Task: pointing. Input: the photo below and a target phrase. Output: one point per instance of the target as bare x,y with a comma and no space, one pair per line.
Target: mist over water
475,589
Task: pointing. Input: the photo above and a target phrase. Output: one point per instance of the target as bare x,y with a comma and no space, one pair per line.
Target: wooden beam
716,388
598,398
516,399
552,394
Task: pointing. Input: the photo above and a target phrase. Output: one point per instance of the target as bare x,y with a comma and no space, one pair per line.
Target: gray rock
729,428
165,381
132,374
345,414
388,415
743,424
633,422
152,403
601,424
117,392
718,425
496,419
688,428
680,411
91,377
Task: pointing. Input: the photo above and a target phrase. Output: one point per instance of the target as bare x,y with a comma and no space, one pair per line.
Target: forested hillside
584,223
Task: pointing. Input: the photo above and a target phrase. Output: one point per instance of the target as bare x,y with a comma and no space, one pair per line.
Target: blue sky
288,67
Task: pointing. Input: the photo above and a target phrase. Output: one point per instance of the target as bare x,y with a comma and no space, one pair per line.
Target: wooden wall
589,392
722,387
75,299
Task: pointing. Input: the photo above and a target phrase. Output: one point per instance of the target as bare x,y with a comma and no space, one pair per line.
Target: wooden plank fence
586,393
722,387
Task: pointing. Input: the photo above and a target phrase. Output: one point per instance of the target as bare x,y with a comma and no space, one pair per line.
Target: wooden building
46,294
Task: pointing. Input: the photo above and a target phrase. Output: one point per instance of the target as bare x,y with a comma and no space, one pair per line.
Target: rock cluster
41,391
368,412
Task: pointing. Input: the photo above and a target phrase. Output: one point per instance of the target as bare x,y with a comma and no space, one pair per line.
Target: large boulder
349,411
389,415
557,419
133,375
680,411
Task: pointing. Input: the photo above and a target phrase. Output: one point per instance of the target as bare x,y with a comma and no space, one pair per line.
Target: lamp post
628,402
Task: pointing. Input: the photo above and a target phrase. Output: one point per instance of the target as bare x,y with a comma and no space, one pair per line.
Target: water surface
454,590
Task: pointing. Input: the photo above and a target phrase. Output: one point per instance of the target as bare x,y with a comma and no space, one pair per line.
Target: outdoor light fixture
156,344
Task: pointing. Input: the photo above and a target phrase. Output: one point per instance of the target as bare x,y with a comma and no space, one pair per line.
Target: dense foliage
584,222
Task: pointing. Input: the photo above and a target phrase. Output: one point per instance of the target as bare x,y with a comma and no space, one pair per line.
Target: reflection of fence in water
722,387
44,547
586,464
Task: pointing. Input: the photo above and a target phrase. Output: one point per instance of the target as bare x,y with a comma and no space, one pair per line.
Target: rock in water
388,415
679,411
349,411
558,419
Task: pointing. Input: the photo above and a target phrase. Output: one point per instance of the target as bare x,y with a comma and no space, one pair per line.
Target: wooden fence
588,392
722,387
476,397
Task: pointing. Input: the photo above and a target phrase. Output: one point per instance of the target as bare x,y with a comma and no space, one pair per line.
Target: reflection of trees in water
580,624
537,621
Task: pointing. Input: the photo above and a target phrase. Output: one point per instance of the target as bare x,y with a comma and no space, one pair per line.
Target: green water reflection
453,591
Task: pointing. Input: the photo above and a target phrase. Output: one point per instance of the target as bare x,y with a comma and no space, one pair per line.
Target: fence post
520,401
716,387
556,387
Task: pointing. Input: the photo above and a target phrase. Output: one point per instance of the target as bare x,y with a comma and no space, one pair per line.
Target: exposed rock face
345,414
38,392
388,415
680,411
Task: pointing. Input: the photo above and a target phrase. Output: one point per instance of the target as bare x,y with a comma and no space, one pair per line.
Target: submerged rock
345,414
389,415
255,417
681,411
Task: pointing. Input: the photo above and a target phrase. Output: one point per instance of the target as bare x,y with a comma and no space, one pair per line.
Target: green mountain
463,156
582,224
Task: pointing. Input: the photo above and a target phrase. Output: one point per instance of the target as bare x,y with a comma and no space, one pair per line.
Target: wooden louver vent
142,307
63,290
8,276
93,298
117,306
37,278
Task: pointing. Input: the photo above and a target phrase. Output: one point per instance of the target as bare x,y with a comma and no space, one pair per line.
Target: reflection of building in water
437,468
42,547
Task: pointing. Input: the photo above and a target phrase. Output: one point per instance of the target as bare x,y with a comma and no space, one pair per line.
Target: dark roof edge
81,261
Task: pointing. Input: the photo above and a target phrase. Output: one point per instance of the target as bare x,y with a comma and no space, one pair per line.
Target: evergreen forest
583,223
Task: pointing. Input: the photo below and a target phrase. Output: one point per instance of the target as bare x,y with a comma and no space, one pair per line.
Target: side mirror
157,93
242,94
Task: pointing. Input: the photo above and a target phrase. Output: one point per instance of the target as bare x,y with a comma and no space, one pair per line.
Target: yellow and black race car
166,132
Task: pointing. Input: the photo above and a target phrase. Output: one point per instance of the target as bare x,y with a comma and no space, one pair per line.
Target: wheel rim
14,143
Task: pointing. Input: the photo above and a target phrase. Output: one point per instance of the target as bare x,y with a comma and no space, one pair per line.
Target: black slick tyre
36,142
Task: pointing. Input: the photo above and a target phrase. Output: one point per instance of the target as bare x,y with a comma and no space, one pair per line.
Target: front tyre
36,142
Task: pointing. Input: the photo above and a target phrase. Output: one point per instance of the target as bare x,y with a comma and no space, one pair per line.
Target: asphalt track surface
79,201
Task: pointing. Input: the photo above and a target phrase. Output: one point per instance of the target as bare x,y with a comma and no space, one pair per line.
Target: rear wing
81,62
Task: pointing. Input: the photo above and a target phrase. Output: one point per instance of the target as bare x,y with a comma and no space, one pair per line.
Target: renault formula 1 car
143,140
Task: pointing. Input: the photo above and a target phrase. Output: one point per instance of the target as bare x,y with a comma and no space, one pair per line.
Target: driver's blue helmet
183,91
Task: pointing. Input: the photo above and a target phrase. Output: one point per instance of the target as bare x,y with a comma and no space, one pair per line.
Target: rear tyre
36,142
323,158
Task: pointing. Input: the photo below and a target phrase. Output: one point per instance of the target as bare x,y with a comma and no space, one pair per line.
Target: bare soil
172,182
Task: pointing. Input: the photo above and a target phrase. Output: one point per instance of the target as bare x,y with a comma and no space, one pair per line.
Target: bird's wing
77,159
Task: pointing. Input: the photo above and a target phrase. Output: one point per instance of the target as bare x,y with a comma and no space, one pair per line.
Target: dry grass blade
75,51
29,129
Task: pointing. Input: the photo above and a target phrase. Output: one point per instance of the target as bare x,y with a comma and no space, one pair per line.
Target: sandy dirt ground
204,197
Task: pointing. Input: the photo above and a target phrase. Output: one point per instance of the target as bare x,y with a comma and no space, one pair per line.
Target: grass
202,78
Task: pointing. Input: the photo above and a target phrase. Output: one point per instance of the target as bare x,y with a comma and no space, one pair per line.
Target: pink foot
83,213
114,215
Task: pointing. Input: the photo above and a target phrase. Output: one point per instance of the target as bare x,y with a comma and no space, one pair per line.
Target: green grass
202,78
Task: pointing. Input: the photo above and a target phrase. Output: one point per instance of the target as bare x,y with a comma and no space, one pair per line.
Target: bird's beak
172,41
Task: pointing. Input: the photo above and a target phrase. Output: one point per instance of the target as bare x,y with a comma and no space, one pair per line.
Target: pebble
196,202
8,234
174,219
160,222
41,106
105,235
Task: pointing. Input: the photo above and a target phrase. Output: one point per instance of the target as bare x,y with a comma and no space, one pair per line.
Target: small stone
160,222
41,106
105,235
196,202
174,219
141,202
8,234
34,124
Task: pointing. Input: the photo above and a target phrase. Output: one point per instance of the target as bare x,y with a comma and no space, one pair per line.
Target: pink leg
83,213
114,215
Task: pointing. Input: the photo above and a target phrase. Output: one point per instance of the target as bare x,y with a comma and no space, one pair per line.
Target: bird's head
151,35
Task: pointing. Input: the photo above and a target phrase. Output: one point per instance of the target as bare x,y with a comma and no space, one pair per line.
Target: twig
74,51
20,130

== Given request ==
Collect every line of the rows above that contains the string "building", and copy each one out in full.

== Full output ==
Target: wooden building
Target: reflection of building in water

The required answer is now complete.